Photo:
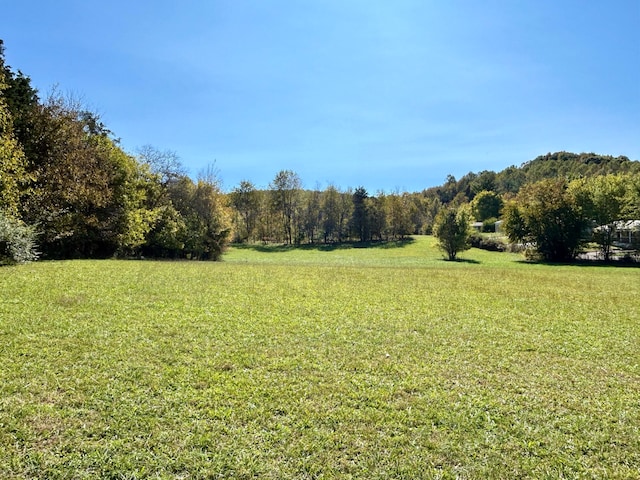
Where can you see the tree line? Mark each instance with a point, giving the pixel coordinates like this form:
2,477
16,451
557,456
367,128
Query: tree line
68,190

____________________

Required work: Images are not wanted in the copy. Please print the material above exactly.

Answer box:
Photo:
Where can you see the tree line? Mark each instance with a point, giving the pixel coordinates like this form:
2,477
16,451
557,456
367,128
Query: tree line
68,190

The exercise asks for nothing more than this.